Extrait à lire
┄┄┄┄┄┄┄┄┄┄┄┄┄┄┄┄┄┄┄┄

Ma Yun, surnommé Jack Ma, est le président et co-fondateur du géant chinois du commerce en ligne Alibaba, qu’il a fait connaître en l’introduisant à la bourse de New York en 2014. À l’époque, l’entreprise avait atteint une capitalisation boursière de 232 milliards de dollars, dépassant Facebook et Amazon. Depuis, sa valeur a quasiment doublé (402 milliards de dollars) grâce à ses ramifications sur le Net : Alipay, Taobao et Tmall, « dont les transactions en 2013 ont dépassé 248 milliards de dollars » (Loubière, 2018).

Dans cette biographie, Duncan Clark retrace la trajectoire exceptionnelle de l’homme le plus riche de Chine, qui a bâti son empire à l’image de la conversion de l'Empire du Milieu vers la société de consommation.

2. Contexte socio-économique

Ma Yun est né le 10 septembre 1964 à Hangzhou dans la province de Zhejiang en Chine. Sa mère, Cui Wencai, travaillait en usine, et son père, Ma Laifa, était photographe à l’agence de photographie de Hangzhou.

À l’époque de sa naissance, « la Chine tentait de sortir de la catastrophe du Grand bond en avant (1958-1960) » (p.48), une ambitieuse politique économique lancée par Mao Zedong visant à stimuler la collectivisation de l'agriculture, l'élargissement des infrastructures industrielles et la réalisation de travaux publics.

Pour ce faire, Mao organisa le pays autour de « Communes Populaires » visant à contrôler les moyens de production disponibles et atteindre l’autosuffisance. Mais le projet s’avéra inatteignable, engendrant une famine qui sévit de 1958 à 1962. De ce fait, il se retire du pouvoir, mais décide d’y revenir six ans plus tard, par le biais d’une grande révolution culturelle en 1966. Pour consolider son pouvoir, il s'appuya sur les « gardes rouges », des jeunes qui remettaient en cause la hiérarchie du Parti communiste chinois (PCC) alors en poste. Or, ils établissent progressivement un régime de terreur. Des exécutions publiques et déportations dans des camps de travail sont fréquentes durant cette période de purge.

Le pays commence à sombrer dans la guerre civile, mais le 28 janvier 1967, Mao Zedong fait intervenir l’Armée populaire de libération pour rétablir l’ordre, son but étant d’aider les « véritables » révolutionnaires à prendre le dessus. Mao finit par récupérer le pouvoir à la tête de l’État et sa révolution culturelle se solde en définitive par plusieurs millions de victimes, ainsi qu’un recul cuisant de l'économie du pays.

Évincé par Mao, le secrétaire général du PCC de 1956 à 1966, Deng Xiaoping, est réhabilité au cours des années 70. Il procède donc à la modernisation de l'économie, préconisant l’ouverture de la Chine. En 1992, lors de sa tournée dans le sud du pays, notamment dans la région de Shenzhen, Deng prononça un discours incitant les Chinois à s'enrichir. Ses déclarations marquèrent les esprits « des entrepreneurs privés du pays, relégués aux marges du pouvoir économique » (p. 57), et donnèrent le ton à cette période de modernisation et libéralisation économique.

┄┄┄┄┄┄┄┄┄┄┄┄┄┄┄┄┄┄┄┄

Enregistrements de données
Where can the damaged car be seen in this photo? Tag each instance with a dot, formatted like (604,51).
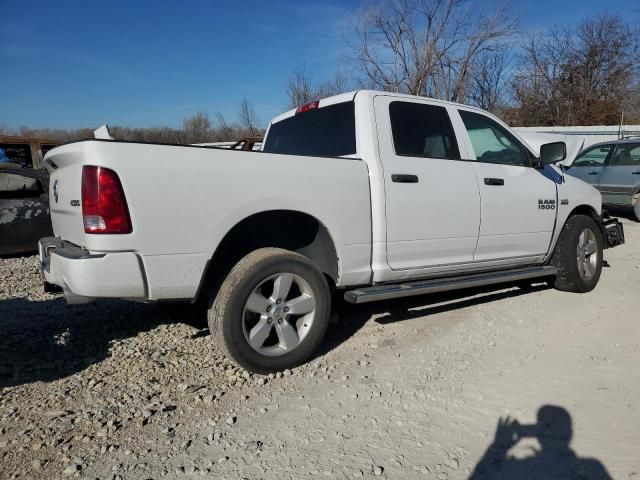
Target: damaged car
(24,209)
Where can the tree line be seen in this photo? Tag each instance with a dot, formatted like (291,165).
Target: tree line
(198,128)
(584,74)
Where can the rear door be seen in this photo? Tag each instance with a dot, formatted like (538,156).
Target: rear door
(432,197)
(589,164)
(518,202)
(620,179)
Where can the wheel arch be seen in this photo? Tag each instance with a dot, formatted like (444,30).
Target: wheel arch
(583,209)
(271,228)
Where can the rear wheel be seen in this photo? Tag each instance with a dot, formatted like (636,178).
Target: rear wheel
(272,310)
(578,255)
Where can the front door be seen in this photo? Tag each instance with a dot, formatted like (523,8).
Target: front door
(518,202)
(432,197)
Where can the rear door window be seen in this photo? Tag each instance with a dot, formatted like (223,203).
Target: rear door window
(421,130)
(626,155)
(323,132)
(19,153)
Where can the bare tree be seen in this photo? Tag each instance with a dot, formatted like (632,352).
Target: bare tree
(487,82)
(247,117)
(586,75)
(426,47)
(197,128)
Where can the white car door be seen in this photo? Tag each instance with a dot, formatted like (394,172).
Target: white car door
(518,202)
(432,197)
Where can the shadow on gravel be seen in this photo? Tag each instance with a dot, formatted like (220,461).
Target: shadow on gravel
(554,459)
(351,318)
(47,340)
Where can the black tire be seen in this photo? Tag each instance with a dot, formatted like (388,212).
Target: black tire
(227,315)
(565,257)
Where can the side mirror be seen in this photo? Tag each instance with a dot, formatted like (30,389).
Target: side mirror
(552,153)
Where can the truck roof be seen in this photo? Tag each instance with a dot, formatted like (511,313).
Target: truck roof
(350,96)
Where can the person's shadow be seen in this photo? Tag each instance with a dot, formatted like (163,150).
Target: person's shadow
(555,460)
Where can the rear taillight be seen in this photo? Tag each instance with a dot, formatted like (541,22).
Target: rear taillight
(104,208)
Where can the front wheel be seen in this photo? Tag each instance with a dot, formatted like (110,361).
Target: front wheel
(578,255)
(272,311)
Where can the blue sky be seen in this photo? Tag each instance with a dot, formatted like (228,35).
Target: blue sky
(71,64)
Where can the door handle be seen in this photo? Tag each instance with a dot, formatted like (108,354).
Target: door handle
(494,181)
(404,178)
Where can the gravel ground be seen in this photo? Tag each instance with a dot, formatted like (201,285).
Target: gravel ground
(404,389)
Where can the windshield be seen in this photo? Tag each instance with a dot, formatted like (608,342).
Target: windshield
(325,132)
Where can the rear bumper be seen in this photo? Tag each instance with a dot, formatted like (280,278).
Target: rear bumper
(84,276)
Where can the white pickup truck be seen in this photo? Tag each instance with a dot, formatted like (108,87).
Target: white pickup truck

┄┄┄┄┄┄┄┄┄┄┄┄┄┄┄┄┄┄┄┄

À faire
A: Relevez toutes les ramifications d'Alibaba sur le Net citées dans l'extrait sur Jack Ma.
B: Mettez à jour le passage de l'extrait sur Jack Ma commençant par « Ma Yun, surnommé » et allant jusqu'à « société de consommation. », en remplaçant « capitalisation boursière » par « valorisation boursière ».
C: Quel métier exerçait le père de Ma Yun d'après l'extrait sur Jack Ma ?

Solutions par tâche
A: Alipay, Taobao, Tmall

B:
Ma Yun, surnommé Jack Ma, est le président et co-fondateur du géant chinois du commerce en ligne Alibaba, qu’il a fait connaître en l’introduisant à la bourse de New York en 2014. À l’époque, l’entreprise avait atteint une valorisation boursière de 232 milliards de dollars, dépassant Facebook et Amazon. Depuis, sa valeur a quasiment doublé (402 milliards de dollars) grâce à ses ramifications sur le Net : Alipay, Taobao et Tmall, « dont les transactions en 2013 ont dépassé 248 milliards de dollars » (Loubière, 2018).

Dans cette biographie, Duncan Clark retrace la trajectoire exceptionnelle de l’homme le plus riche de Chine, qui a bâti son empire à l’image de la conversion de l'Empire du Milieu vers la société de consommation.

C: Il était photographe à l'agence de photographie de Hangzhou.